+++ INPUT FOR THIS TASK +++

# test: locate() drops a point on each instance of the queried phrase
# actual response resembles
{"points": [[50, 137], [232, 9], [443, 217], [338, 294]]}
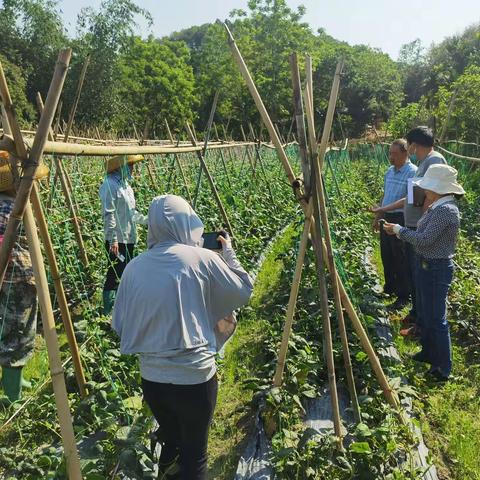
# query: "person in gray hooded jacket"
{"points": [[174, 308]]}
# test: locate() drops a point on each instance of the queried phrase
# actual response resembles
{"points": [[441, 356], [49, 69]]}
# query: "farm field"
{"points": [[113, 426], [289, 343]]}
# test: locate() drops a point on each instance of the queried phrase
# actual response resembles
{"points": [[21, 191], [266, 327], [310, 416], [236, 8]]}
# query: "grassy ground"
{"points": [[233, 418], [449, 413]]}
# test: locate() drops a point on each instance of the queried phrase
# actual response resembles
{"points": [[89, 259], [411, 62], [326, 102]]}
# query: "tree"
{"points": [[414, 70], [155, 83], [32, 34]]}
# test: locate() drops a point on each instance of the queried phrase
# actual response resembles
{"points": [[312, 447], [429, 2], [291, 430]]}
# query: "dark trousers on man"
{"points": [[394, 260], [184, 414]]}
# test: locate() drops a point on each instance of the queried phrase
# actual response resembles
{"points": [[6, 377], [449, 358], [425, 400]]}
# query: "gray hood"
{"points": [[172, 220]]}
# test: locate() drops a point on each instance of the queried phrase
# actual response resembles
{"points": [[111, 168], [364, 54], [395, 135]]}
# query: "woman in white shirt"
{"points": [[119, 219]]}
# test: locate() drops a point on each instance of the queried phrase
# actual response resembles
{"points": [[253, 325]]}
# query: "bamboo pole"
{"points": [[22, 208], [73, 110], [309, 78], [323, 295], [57, 123], [317, 240], [317, 162], [68, 197], [57, 282], [179, 163], [79, 149], [205, 145], [292, 301], [260, 106], [449, 114], [212, 184], [299, 117]]}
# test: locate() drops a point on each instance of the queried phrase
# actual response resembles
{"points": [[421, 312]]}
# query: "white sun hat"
{"points": [[441, 179]]}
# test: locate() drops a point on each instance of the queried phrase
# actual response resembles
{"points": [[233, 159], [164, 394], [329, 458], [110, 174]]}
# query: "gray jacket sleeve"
{"points": [[230, 285]]}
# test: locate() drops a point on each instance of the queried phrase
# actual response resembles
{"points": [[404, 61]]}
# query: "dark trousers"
{"points": [[115, 266], [184, 414], [434, 278], [394, 260], [412, 275]]}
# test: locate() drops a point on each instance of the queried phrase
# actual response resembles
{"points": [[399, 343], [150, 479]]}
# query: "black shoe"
{"points": [[434, 375], [420, 357]]}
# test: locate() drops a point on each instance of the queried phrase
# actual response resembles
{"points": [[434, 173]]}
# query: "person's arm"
{"points": [[391, 206], [378, 216], [440, 220], [230, 285]]}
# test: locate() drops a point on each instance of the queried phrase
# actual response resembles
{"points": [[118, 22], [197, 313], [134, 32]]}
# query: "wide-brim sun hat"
{"points": [[6, 176], [116, 162], [441, 179]]}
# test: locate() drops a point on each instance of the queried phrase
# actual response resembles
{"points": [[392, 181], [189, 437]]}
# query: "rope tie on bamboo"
{"points": [[55, 373]]}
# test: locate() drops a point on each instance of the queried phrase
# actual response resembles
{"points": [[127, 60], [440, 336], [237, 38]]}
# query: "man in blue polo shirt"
{"points": [[393, 250]]}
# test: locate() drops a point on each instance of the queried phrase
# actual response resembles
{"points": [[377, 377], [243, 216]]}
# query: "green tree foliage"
{"points": [[156, 83], [103, 34], [18, 86], [32, 33], [464, 122], [131, 79], [407, 117], [414, 70]]}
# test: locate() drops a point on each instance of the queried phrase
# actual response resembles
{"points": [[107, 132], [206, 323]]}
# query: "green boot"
{"points": [[12, 383], [108, 301]]}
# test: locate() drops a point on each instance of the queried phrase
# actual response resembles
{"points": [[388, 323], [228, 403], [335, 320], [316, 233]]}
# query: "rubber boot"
{"points": [[108, 301], [12, 383]]}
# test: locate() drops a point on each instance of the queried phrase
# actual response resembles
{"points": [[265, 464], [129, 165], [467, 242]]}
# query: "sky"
{"points": [[381, 24]]}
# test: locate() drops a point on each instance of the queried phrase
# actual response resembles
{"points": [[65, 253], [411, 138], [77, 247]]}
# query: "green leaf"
{"points": [[362, 448]]}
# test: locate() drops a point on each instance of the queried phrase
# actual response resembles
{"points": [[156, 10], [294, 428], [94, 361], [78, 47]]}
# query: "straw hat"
{"points": [[441, 179], [6, 177], [119, 160]]}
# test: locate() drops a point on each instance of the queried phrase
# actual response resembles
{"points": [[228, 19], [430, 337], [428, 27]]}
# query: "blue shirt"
{"points": [[437, 230], [395, 183], [118, 203]]}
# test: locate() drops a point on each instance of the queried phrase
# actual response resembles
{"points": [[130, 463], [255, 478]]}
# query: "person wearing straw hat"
{"points": [[18, 296], [420, 143], [434, 242], [119, 218]]}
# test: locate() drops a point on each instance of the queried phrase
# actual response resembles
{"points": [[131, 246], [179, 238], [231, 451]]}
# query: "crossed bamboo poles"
{"points": [[316, 220]]}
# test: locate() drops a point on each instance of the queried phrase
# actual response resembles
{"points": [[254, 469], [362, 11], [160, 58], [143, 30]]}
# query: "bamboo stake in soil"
{"points": [[179, 163], [317, 241], [22, 208], [292, 301], [317, 162], [68, 197], [205, 146], [57, 282], [299, 117], [317, 248]]}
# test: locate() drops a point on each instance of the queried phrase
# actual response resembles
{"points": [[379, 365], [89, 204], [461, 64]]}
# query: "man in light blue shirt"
{"points": [[392, 249]]}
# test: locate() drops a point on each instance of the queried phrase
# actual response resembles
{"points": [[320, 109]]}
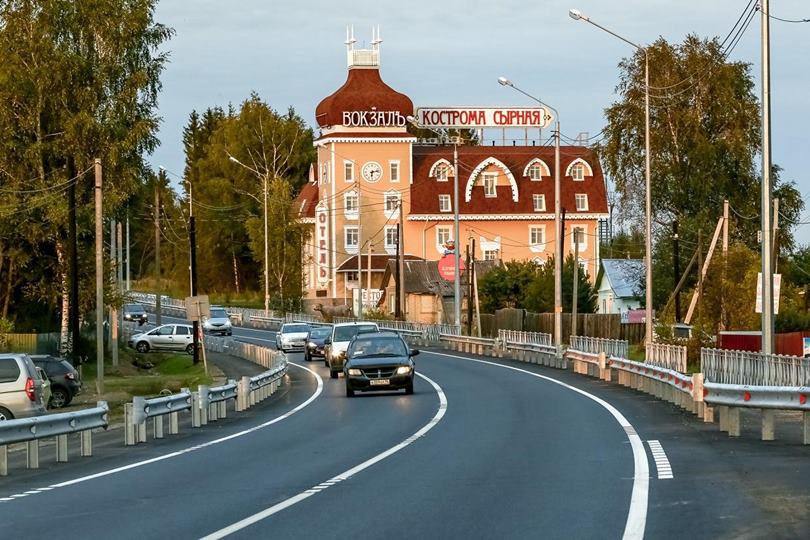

+++

_TASK DESCRIPTION:_
Which lines of the records contain the string "dark"? Pull out each of them, treating uppercase and lowercase as different.

_ANSWER TO THIS EXERCISE:_
# query: "dark trousers on man"
# query: "dark trousers"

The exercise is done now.